** Start **
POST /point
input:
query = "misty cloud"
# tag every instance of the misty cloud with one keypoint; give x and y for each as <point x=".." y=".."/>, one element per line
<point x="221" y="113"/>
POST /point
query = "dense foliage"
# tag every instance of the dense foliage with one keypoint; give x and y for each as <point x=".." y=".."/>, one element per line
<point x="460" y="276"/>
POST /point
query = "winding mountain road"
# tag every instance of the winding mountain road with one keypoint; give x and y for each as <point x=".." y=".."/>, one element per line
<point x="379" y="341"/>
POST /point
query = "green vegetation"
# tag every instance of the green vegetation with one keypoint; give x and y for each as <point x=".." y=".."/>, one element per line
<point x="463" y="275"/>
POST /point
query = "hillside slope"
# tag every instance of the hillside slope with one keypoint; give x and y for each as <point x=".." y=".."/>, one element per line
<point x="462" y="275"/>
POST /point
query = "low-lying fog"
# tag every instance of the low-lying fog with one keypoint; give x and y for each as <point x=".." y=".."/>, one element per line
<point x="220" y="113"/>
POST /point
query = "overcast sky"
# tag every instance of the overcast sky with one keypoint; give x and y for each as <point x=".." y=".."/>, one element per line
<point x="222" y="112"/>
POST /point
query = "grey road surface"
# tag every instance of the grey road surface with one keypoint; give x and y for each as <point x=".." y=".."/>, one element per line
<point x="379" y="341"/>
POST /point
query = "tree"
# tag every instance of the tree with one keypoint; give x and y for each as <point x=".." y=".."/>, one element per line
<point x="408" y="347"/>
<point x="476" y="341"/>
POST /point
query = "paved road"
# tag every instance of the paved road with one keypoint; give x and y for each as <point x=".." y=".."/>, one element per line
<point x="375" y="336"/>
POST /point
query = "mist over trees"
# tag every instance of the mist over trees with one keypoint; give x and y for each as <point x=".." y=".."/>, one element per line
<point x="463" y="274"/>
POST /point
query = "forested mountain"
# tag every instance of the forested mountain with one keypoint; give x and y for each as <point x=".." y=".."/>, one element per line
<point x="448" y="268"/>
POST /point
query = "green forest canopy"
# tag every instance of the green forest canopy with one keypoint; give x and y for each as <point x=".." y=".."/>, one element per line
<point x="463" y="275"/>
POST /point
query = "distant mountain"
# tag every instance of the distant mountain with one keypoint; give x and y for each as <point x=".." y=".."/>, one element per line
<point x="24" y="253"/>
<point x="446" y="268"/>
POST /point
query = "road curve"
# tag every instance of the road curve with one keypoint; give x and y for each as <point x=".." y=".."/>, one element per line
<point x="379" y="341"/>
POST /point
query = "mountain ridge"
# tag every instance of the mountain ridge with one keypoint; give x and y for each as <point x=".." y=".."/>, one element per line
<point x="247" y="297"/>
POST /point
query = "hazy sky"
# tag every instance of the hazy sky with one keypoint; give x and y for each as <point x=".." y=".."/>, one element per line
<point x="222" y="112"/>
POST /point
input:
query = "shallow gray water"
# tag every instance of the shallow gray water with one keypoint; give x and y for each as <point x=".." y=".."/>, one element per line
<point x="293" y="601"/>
** End **
• GOAL:
Above are the records; copy all of them exactly.

• OUTPUT FOR THIS TASK:
POST /point
input:
query = "misty cloud"
# tag every instance of the misty cloud with one keypoint; give x and y for each as <point x=".." y=".."/>, one element per line
<point x="221" y="113"/>
POST /point
query = "dense foliage"
# tag every instance of the dense foliage with one keypoint; give x and y for each as <point x=".." y=".."/>, one element per line
<point x="460" y="276"/>
POST /point
query = "winding mountain road"
# tag every instance of the winding mountain road with one keypoint; give x and y for each as <point x=".." y=".."/>, one element per line
<point x="379" y="341"/>
POST /point
query = "green vegetation"
# tag every instance of the green vegetation with one keypoint; give x and y for each as <point x=".." y=".."/>, one element per line
<point x="463" y="275"/>
POST /point
query = "hillside slope"
# tag every instance of the hillside slope with one keypoint; give x and y for each as <point x=".." y=".."/>, one element per line
<point x="462" y="275"/>
POST /point
query = "low-lying fog"
# tag every instance of the low-lying fog with one keypoint; give x and y for each as <point x=".." y=".."/>, one element per line
<point x="220" y="113"/>
POST /point
query = "overcast sky"
# tag every instance of the overcast sky with one keypoint; give x and y for each as <point x=".." y=".."/>, one element per line
<point x="222" y="112"/>
POST /point
query = "grey road surface"
# tag every instance of the grey road surface with one keypoint; give x and y for each as <point x=".." y=".."/>, one element per line
<point x="379" y="341"/>
POST /point
query = "tree"
# tag every instance of the tree with one keypoint; give x and y for each as <point x=".." y=".."/>, one element per line
<point x="408" y="347"/>
<point x="476" y="341"/>
POST /point
query = "paved road"
# tag every instance of the paved road with one keypoint; give x and y for each as <point x=".." y=".."/>, one element per line
<point x="375" y="336"/>
POST /point
query = "mist over trees"
# tag every instance of the mist over trees with one keypoint; give x and y for each as <point x=".." y=".."/>, one element per line
<point x="463" y="274"/>
POST /point
query = "forested mountain"
# tag every instance of the forested mountain with one keypoint; give x and y for each as <point x=".." y=".."/>, one element per line
<point x="448" y="268"/>
POST /point
query = "green forest canopy"
# tag every instance of the green forest canopy with one keypoint; give x and y for each as <point x=".." y=".."/>, one element per line
<point x="463" y="275"/>
POST /point
query = "distant mountain"
# tag every instance of the distant mountain with one keypoint; give x and y for each as <point x=".." y=".."/>, one element per line
<point x="24" y="253"/>
<point x="446" y="268"/>
POST /point
query = "road curve"
# tag every instance of the road curve with one keypoint; give x and y for each as <point x=".." y=".."/>, one element per line
<point x="379" y="341"/>
POST /point
query = "mountain ridge"
# tag every instance of the mountain ridge with one keypoint; give x and y for each as <point x=".." y=".."/>, one element per line
<point x="247" y="297"/>
POST /point
query = "hazy sky"
# tag every instance of the hazy sky with one keypoint; give x and y for each as <point x=".." y=".."/>, one element per line
<point x="222" y="112"/>
POST /point
input:
query = "shallow gray water"
# tag every instance of the shallow gray water with one keypoint; give x and y for each as <point x=".." y=".."/>, one element per line
<point x="293" y="601"/>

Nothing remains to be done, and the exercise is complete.